* **WHAT YOU HAVE TO DO**: Throughout the listing below, copy each line containing "roof".

┌────────

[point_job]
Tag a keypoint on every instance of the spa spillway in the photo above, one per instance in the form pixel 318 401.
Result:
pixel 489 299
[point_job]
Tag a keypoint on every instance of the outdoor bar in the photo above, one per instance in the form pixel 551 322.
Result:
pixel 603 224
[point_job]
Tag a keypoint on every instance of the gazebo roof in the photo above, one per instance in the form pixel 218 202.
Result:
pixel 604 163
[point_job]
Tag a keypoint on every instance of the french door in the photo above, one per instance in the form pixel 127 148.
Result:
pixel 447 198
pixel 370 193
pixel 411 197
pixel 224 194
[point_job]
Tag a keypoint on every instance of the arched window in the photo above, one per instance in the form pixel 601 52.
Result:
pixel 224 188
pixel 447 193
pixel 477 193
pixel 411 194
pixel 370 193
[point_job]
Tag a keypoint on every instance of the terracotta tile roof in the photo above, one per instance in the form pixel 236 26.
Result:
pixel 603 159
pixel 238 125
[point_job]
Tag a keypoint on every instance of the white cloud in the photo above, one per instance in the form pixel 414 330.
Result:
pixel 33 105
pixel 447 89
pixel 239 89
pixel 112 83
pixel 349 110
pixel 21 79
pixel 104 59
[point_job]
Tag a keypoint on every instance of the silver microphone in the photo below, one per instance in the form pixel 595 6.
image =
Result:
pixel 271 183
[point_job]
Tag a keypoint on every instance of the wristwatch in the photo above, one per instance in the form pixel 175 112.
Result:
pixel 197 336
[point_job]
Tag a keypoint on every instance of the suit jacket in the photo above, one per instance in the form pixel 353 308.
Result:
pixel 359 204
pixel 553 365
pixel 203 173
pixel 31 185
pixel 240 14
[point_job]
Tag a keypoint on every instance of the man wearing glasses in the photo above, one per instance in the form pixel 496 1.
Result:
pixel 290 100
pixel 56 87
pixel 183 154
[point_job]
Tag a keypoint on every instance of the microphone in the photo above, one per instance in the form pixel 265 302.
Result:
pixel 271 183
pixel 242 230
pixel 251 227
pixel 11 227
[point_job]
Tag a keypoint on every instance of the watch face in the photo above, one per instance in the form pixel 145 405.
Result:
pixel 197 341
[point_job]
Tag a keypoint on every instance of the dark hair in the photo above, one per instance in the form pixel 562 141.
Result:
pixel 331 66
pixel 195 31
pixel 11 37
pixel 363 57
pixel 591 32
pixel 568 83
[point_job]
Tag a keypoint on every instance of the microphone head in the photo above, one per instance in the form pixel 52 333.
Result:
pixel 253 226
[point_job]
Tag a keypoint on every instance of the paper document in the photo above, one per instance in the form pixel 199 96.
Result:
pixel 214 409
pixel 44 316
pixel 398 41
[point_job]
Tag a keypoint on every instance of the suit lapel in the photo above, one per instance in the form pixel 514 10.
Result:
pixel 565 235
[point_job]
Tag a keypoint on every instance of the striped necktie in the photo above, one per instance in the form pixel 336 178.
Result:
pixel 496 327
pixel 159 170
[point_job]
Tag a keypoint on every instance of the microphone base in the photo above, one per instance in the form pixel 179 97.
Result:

└────────

* **REPLY TO THE TASK**:
Tag a keypoint on every instance of the gazebo roof in the photo above, one per instance in the form pixel 218 202.
Tag a keypoint on every instance of the terracotta tile roof in the photo above, one per instance in the form pixel 236 26.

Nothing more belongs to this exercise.